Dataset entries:
⟨

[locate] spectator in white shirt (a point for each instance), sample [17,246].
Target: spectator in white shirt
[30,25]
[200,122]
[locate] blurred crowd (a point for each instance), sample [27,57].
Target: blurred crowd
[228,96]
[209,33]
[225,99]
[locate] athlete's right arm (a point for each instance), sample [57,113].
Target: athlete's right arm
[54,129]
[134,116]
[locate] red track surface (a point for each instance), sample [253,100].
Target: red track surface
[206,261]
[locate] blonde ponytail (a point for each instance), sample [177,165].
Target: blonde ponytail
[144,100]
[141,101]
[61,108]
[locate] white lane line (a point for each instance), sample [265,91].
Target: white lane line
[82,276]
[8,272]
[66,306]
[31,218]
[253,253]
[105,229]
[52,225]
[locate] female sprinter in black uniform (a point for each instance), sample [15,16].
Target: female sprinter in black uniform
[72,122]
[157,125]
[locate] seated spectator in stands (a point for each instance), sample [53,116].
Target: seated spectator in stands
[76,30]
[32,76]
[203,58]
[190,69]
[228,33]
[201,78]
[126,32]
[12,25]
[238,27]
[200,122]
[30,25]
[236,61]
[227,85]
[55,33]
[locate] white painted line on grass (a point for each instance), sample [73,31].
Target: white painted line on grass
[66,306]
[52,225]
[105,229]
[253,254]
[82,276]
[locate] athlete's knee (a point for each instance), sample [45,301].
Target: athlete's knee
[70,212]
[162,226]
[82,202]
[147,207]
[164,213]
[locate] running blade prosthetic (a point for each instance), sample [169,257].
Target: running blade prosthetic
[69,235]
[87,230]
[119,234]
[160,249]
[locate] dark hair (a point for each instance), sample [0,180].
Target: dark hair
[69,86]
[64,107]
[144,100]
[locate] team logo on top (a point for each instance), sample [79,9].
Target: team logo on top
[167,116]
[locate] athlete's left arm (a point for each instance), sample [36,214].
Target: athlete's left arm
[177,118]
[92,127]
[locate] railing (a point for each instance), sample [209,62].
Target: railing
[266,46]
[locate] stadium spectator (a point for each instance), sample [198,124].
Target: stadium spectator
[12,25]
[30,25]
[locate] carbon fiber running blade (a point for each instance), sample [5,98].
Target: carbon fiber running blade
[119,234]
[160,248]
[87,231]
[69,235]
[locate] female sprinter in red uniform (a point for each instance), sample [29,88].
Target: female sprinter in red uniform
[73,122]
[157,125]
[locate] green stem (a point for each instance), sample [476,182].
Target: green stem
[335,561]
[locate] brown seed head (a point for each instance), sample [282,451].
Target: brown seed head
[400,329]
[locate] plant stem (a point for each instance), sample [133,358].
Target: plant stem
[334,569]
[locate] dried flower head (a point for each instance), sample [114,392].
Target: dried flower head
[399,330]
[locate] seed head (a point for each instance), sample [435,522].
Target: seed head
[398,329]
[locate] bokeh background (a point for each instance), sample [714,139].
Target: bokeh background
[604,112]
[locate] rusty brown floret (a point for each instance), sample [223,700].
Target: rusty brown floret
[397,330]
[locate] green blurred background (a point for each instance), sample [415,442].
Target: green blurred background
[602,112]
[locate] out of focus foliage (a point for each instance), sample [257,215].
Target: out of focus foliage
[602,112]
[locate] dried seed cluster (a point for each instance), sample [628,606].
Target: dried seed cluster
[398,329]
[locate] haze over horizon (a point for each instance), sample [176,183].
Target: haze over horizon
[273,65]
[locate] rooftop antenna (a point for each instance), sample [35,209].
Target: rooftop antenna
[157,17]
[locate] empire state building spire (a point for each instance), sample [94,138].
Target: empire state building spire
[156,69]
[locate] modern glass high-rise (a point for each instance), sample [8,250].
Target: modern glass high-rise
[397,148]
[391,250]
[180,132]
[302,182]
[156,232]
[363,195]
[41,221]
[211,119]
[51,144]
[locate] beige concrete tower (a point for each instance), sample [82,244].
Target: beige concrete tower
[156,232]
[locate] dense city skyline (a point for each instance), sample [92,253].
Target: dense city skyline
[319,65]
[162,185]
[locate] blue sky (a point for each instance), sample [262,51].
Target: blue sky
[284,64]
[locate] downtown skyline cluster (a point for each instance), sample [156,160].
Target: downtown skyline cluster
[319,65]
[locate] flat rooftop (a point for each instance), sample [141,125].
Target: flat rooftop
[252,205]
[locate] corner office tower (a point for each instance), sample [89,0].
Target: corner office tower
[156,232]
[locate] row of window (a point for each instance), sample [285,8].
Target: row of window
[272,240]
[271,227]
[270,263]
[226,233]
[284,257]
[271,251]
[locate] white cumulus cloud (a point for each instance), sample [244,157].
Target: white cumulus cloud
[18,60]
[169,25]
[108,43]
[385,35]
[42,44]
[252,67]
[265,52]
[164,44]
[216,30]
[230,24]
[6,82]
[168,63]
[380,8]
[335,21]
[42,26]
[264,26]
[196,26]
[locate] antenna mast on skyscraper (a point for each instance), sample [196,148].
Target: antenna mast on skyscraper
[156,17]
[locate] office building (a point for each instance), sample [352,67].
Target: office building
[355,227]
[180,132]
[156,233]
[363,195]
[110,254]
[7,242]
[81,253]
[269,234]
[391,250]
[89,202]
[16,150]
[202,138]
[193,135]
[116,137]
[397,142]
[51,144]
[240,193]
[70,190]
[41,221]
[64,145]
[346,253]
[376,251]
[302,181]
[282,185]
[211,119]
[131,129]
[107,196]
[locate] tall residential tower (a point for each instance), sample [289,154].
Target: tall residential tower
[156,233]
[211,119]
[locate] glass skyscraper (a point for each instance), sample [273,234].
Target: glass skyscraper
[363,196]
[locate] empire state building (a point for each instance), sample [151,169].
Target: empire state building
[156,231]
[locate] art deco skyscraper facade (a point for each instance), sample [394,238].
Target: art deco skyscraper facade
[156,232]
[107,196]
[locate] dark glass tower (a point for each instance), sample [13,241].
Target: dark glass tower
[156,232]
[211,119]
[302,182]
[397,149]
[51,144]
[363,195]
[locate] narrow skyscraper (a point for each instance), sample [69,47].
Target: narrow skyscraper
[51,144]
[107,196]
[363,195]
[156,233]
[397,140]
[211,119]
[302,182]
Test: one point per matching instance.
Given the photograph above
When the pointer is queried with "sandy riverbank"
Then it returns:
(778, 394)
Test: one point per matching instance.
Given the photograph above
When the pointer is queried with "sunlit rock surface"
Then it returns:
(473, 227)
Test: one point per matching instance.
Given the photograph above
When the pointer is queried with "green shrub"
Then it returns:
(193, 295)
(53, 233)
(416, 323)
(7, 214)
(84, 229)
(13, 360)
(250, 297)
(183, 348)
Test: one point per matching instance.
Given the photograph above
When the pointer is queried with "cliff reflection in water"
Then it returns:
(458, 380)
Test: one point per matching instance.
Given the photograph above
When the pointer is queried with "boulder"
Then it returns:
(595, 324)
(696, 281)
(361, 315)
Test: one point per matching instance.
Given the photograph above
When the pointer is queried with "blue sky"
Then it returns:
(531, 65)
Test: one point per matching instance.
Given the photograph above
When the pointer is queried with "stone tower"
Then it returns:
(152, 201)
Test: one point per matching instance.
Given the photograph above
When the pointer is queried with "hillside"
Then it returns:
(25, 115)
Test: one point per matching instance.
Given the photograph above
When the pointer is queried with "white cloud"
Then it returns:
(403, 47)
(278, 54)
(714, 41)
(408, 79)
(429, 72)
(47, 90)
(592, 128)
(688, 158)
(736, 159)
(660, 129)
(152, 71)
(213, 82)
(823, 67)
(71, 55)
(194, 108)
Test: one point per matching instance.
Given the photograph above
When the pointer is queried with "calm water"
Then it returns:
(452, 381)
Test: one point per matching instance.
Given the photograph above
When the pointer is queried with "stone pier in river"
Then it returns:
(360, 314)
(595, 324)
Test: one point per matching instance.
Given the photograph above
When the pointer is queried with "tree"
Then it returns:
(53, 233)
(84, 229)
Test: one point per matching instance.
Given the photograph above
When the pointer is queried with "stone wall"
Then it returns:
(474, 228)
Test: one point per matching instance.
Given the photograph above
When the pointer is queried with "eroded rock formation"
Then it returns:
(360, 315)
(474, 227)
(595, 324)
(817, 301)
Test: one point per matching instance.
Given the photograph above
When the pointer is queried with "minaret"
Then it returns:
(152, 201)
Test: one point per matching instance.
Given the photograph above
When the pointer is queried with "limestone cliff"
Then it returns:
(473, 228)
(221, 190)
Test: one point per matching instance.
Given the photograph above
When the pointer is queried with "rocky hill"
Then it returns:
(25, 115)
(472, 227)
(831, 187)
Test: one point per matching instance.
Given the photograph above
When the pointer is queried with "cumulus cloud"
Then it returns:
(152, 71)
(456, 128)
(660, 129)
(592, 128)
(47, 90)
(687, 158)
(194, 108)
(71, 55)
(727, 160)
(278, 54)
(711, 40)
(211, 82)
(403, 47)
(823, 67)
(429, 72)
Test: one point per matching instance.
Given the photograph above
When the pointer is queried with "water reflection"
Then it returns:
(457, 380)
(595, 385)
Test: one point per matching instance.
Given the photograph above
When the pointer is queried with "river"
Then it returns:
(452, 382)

⟩

The required output is the entries from their opening line through the line holding "[locate] white lane", repeated exactly, with both end lines kept.

[locate] spectator in white shirt (a point for each instance), sample [17,246].
Target: spectator in white shirt
[30,25]
[200,122]
[locate] blurred crowd (a point for each instance), sample [27,57].
Target: blurred crowd
[228,96]
[209,33]
[225,99]
[locate] athlete's right arm (a point for each instance), sample [57,113].
Target: athlete's right arm
[54,129]
[134,116]
[locate] red track surface (a point for each instance), sample [253,100].
Target: red track surface
[206,261]
[locate] blonde ponytail (a point for each instance), sample [177,165].
Target: blonde ponytail
[144,100]
[141,101]
[61,108]
[locate] white lane line (a point for each instance), sample [265,91].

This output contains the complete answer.